Twoje zadanie:
Czy możesz przedstawić jako tabelę Markdown z kolumnami „Nr” i „Linia” tylko linie od tej, która zawiera „query: the noun phrase to segment: dense”, aż po tę z „87L153 57L92 97L21”, obie włącznie, z pominięciem pustych?

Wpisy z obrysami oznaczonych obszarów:

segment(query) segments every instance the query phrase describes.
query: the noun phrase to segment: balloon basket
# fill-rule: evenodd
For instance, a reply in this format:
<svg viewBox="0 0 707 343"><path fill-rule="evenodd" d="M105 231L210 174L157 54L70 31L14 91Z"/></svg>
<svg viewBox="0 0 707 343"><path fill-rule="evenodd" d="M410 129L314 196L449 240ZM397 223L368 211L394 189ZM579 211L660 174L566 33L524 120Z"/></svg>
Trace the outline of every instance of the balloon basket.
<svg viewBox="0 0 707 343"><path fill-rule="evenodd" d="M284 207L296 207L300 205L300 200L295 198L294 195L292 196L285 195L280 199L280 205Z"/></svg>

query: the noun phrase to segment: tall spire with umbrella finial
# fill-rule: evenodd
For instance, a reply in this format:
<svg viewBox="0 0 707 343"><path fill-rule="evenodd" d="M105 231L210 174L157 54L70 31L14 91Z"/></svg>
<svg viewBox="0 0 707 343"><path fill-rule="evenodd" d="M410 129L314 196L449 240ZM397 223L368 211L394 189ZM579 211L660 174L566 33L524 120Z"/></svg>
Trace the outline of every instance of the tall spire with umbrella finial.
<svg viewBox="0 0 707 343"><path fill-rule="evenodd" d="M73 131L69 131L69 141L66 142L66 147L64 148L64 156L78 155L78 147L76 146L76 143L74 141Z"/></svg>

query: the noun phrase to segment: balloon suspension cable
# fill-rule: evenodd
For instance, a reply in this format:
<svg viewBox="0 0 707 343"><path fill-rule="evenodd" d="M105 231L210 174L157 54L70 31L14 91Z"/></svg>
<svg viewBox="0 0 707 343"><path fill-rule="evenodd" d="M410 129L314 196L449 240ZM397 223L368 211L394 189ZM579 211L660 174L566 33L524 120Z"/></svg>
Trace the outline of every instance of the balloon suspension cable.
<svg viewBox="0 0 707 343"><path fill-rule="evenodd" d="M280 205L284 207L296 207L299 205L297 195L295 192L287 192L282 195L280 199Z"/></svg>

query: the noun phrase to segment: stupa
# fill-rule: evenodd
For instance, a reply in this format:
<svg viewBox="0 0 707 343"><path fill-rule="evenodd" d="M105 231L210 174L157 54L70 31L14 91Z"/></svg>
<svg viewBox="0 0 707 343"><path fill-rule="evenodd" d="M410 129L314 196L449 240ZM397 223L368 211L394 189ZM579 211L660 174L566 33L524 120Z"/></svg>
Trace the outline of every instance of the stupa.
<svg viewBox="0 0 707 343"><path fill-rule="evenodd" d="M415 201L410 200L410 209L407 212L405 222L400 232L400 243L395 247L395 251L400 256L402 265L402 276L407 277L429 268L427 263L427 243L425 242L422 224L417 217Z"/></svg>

...

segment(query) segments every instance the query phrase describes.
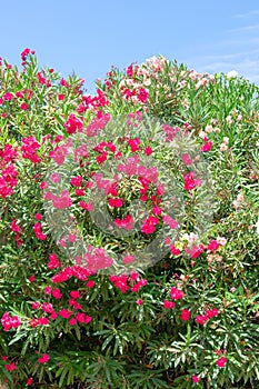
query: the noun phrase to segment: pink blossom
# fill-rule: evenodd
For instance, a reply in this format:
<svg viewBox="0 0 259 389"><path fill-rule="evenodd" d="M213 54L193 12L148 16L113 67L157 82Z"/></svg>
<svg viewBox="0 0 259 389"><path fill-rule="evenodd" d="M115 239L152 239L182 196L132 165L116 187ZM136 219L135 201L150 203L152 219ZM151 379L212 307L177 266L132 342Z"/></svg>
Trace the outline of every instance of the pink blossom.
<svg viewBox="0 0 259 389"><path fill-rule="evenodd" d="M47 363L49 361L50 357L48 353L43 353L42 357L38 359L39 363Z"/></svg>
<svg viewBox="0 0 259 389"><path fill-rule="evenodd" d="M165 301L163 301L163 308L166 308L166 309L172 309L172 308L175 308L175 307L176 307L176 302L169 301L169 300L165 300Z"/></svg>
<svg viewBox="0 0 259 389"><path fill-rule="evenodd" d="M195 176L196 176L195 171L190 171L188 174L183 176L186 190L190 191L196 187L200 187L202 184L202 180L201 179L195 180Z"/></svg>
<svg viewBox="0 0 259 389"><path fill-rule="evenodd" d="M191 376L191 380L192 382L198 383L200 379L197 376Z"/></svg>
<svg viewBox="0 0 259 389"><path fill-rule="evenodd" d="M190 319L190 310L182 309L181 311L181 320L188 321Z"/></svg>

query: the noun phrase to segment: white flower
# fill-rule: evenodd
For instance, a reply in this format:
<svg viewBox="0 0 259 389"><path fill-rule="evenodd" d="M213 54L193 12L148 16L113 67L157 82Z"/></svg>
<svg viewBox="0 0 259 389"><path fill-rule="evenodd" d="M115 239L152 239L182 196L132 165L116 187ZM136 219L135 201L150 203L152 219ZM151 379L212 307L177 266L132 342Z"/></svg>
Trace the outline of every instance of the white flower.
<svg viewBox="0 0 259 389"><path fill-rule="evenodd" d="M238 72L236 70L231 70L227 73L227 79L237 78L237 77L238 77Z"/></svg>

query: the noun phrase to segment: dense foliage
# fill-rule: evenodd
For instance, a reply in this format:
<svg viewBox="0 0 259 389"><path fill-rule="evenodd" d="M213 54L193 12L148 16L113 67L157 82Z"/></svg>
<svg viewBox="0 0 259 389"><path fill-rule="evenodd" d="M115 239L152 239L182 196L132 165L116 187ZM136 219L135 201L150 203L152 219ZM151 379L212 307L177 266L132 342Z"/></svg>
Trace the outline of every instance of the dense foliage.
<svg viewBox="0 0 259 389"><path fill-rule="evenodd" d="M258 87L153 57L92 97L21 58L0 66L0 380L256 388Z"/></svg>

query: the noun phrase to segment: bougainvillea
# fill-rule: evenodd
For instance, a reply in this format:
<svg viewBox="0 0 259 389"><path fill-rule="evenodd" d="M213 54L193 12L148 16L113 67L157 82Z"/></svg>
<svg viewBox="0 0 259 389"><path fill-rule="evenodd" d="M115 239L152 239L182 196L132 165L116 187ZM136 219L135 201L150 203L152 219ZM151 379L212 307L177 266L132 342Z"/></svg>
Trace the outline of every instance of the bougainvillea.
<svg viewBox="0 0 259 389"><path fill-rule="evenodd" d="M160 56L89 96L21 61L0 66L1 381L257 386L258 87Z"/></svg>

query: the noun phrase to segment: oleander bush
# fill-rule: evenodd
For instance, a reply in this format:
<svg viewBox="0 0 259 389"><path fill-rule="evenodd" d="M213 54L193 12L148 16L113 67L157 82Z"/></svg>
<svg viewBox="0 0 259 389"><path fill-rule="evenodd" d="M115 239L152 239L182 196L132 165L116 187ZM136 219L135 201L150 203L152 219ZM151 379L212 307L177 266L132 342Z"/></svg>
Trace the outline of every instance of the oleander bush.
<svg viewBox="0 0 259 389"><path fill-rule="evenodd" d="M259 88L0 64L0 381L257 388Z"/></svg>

Rozwiązanie:
| Nr | Linia |
|---|---|
| 1 | query: the noun phrase to segment: dense foliage |
| 2 | # fill-rule: evenodd |
| 3 | For instance, a reply in this format: |
| 4 | <svg viewBox="0 0 259 389"><path fill-rule="evenodd" d="M213 54L193 12L148 16L113 67L157 82Z"/></svg> |
| 5 | <svg viewBox="0 0 259 389"><path fill-rule="evenodd" d="M115 239L152 239L182 196L132 165L116 187ZM136 219L135 201L150 203L152 219ZM151 379L212 307L177 266L132 342Z"/></svg> |
| 6 | Trace the outline of every instance of the dense foliage. |
| 7 | <svg viewBox="0 0 259 389"><path fill-rule="evenodd" d="M258 87L153 57L92 97L21 58L0 66L0 380L256 388Z"/></svg> |